--- START ---

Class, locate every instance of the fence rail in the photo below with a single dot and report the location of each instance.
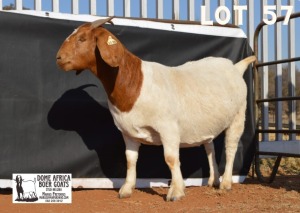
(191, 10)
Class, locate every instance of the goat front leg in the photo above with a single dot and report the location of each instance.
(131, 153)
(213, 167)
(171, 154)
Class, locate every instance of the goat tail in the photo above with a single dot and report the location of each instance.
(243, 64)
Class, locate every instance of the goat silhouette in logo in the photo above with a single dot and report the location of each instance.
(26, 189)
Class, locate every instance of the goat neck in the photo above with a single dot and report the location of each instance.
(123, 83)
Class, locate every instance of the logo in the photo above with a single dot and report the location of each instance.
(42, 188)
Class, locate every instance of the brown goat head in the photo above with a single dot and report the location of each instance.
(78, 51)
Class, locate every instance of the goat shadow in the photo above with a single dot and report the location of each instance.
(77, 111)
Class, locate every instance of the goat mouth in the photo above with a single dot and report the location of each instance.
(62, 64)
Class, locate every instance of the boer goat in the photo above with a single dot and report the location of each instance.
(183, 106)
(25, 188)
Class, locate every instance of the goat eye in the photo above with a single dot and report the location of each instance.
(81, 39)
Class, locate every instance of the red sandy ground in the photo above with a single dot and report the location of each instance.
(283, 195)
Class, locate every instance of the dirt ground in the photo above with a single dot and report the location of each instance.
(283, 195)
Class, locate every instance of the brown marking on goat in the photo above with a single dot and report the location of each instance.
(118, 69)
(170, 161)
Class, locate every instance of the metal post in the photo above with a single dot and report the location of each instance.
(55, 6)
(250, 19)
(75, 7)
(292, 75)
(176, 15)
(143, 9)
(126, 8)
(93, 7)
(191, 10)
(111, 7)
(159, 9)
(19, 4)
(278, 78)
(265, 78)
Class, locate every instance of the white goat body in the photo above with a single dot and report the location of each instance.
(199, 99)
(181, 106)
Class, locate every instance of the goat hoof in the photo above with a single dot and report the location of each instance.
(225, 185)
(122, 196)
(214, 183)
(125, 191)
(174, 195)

--- END ---

TASK REQUIREMENTS
If a record holds a picture, leave that picture out; retype everything else exactly.

REPLY TO THE EXERCISE
Class, locate every instance of the fence rail in the photo below with a single dot and report the location of each instance.
(191, 10)
Class, locate every instance of the goat front leg in the photo above with a single dot and report the location of each instance.
(131, 153)
(213, 167)
(171, 154)
Class, locate every instance of the goat tail in the photo above with a single dot and report the location of each instance.
(243, 64)
Class, locate every instance of the goat silhouette in logo in the photo above with a single dot and report the location of each instance.
(26, 189)
Class, locate every instance of the goat neck in the photo above with a single dot and report the location of each instance.
(123, 83)
Class, locate every instance of the logo in the photo above with a single dot and report the location of each instance.
(42, 188)
Class, locate every instance of the brown goat head in the photo above with a single dot and report the location of each instance.
(78, 51)
Class, locate every instance of the goat shadow in the photo above with a single dot and report the location of each instance.
(77, 111)
Class, locate every instance of the goat mouth in the photo above with a single dot and report the location of each instance.
(62, 64)
Class, locate every instance of the boer goat in the photo above with a single dot and report the location of each instance.
(183, 106)
(25, 188)
Class, locate every instance of the goat eye in the photo above with a single dot and report the location of each instance.
(81, 39)
Class, locate every instance of the red sandy ground in the photo above with a single dot and report the location of each instance.
(283, 195)
Class, locate every instance of the dirt ground in the photo above with a single dot and report the location of each instance.
(283, 195)
Class, locate every instance of the brown marking on goat in the photo above with a single dot and report the location of each instance.
(118, 69)
(170, 161)
Class, locate every instance of the metal post in the photo above with a single dot and report the location of each instance.
(55, 6)
(250, 19)
(75, 7)
(292, 75)
(176, 15)
(143, 9)
(126, 8)
(93, 7)
(191, 10)
(111, 7)
(159, 9)
(19, 4)
(278, 78)
(265, 78)
Class, locate every instance of the white goat body in the photo above with a single dot and report the location of each instance.
(199, 99)
(181, 106)
Class, locate every instance of the goat hoof in the photo above with a single dot and report the location of each instance.
(225, 185)
(122, 196)
(214, 183)
(125, 191)
(174, 195)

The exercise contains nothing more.